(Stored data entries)
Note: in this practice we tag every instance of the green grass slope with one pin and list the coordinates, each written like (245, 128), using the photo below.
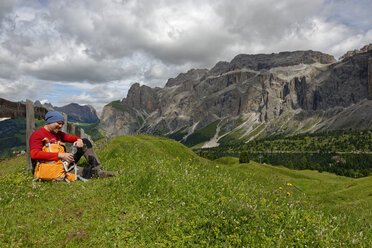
(168, 196)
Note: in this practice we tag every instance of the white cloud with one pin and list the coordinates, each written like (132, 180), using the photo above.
(96, 49)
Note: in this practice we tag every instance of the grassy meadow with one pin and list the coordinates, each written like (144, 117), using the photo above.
(167, 196)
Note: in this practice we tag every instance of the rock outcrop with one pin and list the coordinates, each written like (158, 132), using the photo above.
(14, 110)
(78, 113)
(255, 89)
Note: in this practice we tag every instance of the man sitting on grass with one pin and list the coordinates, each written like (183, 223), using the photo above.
(51, 132)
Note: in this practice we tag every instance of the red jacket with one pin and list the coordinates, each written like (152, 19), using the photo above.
(36, 143)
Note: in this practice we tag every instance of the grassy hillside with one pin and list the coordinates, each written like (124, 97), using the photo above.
(168, 196)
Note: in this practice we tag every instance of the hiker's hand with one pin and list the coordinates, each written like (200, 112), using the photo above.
(69, 157)
(79, 143)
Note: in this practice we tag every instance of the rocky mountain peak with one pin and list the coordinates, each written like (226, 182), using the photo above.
(267, 61)
(249, 91)
(364, 49)
(191, 75)
(76, 112)
(141, 97)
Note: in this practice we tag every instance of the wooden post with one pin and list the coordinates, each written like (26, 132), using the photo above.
(30, 128)
(64, 128)
(370, 78)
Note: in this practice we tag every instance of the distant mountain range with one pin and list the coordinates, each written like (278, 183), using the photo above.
(74, 111)
(252, 96)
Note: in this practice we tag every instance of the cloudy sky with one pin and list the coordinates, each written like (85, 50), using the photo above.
(91, 51)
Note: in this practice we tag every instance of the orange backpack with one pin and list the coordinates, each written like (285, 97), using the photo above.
(57, 170)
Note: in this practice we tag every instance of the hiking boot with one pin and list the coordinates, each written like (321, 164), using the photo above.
(103, 173)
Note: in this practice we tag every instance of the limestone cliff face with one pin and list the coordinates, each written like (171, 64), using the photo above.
(257, 88)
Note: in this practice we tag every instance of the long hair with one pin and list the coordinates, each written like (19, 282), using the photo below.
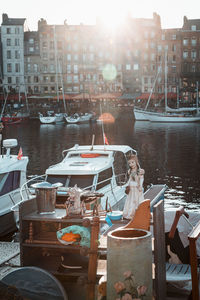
(135, 158)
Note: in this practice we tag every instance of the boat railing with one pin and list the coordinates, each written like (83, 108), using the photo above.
(25, 189)
(119, 182)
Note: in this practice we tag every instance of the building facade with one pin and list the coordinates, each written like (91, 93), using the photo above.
(73, 59)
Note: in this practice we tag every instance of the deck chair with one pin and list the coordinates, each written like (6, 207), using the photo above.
(185, 272)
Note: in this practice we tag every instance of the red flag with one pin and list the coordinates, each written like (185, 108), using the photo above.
(20, 154)
(106, 140)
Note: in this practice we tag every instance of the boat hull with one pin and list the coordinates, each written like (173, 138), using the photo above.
(47, 120)
(173, 118)
(142, 115)
(7, 224)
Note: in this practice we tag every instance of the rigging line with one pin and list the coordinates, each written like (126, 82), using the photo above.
(56, 61)
(159, 69)
(102, 126)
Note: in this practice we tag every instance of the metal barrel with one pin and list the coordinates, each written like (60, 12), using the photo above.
(129, 264)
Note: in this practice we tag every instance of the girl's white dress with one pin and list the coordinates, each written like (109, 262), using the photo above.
(135, 196)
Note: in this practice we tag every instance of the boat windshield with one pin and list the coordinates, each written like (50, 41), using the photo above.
(82, 181)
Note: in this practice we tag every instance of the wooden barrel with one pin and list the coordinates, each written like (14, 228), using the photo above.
(129, 264)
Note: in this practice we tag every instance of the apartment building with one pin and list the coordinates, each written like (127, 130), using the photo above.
(12, 39)
(190, 63)
(86, 59)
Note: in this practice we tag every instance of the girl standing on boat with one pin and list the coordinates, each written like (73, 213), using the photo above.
(134, 190)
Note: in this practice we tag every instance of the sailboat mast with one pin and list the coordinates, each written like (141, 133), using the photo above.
(165, 79)
(56, 63)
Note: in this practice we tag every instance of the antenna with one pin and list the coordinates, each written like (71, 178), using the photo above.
(93, 137)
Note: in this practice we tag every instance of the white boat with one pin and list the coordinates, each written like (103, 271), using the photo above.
(169, 115)
(12, 177)
(79, 118)
(47, 119)
(98, 168)
(174, 117)
(59, 117)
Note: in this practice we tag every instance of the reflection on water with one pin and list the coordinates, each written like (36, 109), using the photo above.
(169, 153)
(175, 150)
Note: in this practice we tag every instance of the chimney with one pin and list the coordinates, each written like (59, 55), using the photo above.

## WHAT YOU ARE ASKED TO DO
The records above are to be restated exactly, without their pictures.

## WRITTEN RESPONSE
Note: in this practice we tag every instance of the green grass slope with one pin and list the coordinates, each written like (245, 128), using the photo below.
(168, 196)
Note: in this practice we tag every instance of the white cloud with one pin and list the coordinates, each written like (132, 180), using the photo above.
(96, 49)
Note: in this practice we tag every instance of the grassy meadow with one pin and list the coordinates, each written like (144, 117), using the photo above.
(167, 196)
Note: in this practice we tag every instance of the rock outcrop with one pin and list the coordinates, each written like (158, 132), using the photo above.
(14, 110)
(78, 113)
(255, 89)
Note: in this practice we tag every instance of the man sitting on grass with one pin and list the coordinates, each written like (183, 223), using the photo above.
(51, 132)
Note: in this practice we tag every instance of the red jacket with one pin and list the coordinates, each written like (152, 19), using the photo above.
(36, 143)
Note: in this practice we tag every instance of the grassy hillside with one pin and list the coordinates, each written like (124, 97), using the photo above.
(168, 196)
Note: in this practice we tag every instance of the hiker's hand with one pin and list the coordinates, each written like (200, 112), using the photo above.
(69, 157)
(79, 143)
Note: in this practice we tag every instance of the rocky mountain peak with one pin and list the coordinates, each written like (226, 182), using the photo above.
(267, 61)
(249, 91)
(364, 49)
(191, 75)
(76, 112)
(141, 97)
Note: in this practice we tag every instance of the wooden post with one pin and list the coordinates, each written like (26, 132), using the photo above.
(30, 128)
(64, 128)
(370, 78)
Note: in this practice we tag every instance of the distant mountain range with one pin and list the coordinates, each written like (278, 183), using the photo above.
(74, 111)
(252, 96)
Note: in this practice we tag every instance of the cloudy sky with one pin and list the coordinates, each written like (85, 50), using the photo above.
(91, 51)
Note: in this practice we tag every instance of the orange backpack with one pin and list the coordinates, each written like (285, 97), using the photo above.
(57, 170)
Note: in this practice we tag every instance of the hiking boot with one pin and list the coordinates, each written like (321, 164), using the photo above.
(103, 173)
Note: in this practice we tag every instance of the limestone cliff face with one pin and list the coordinates, each written like (171, 64), using the photo above.
(257, 88)
Note: in this practice we tag every instance of the long hair with one pin and list the coordinates, each written like (19, 282), using the photo below.
(135, 158)
Note: in this practice we tag every instance of the boat railing with one pin and list the coordinates, each written like (83, 108), using the photo above.
(25, 189)
(119, 182)
Note: in this practice we tag every instance of the building facade with one pin and list the coordinates, each written like (91, 93), using the photo above.
(73, 59)
Note: in this practice we tag every instance of the deck chair with one pin and list the coordinates, each written like (6, 207), using the photo above.
(185, 272)
Note: in this practice we tag every instance of the red flag with one pin and list the coordinates, each written like (185, 108), using the photo above.
(20, 154)
(106, 140)
Note: in this practice we tag every instance of the boat hull with one pin and list the coordinates, each written like (173, 138), using the photo above.
(47, 120)
(173, 118)
(142, 115)
(7, 224)
Note: in this practice we tag every instance of the rigging line with one pin and list the coordinates, each written like (126, 82), using the photo above.
(56, 61)
(159, 69)
(102, 126)
Note: in this practice we tag every instance of the metal barrel with one pin and list the coordinates, each written like (60, 12), using the photo above.
(129, 264)
Note: in this practice we tag every instance of the girl's white dress with one pin and list the coordinates, each written like (109, 262), using the photo above.
(135, 196)
Note: in this practice we tag every instance of the boat windshield with one pin and list the coordinates, each written like (50, 41), using the photo above.
(82, 181)
Note: in this practice we tag every instance of the wooden barrel with one pin and list the coordinates, each written like (14, 228), using the photo above.
(129, 264)
Note: in this practice we tag every instance of the apartment building with one pin and list the coordinates, each written like (127, 130), using the photo above.
(12, 39)
(190, 63)
(86, 59)
Note: in this practice we tag every instance of the girl standing on boat with one pin and list the coordinates, each written like (73, 213), using the photo above.
(134, 190)
Note: in this practice we tag every instance of the sailboat mast with one pin and list the coordinates, each written like (141, 133), using the photo above.
(165, 79)
(56, 63)
Note: in this practice we tag every instance of the antenna with one pin and list the coordinates, each written like (71, 178), using the photo above.
(93, 137)
Note: in this practice we tag every instance of the white boat with one pin and list the coordinates, each written like (103, 271), using the photo above.
(169, 115)
(12, 177)
(79, 118)
(47, 119)
(98, 168)
(174, 117)
(59, 117)
Note: in this practice we tag every instance of the reflection on water with one pin and list the coordinates, each written like (36, 109), using the photo above.
(169, 153)
(175, 150)
Note: in this practice we tag every instance of the chimney with one pin and list the coordinates, each written like (59, 55), using the photo above.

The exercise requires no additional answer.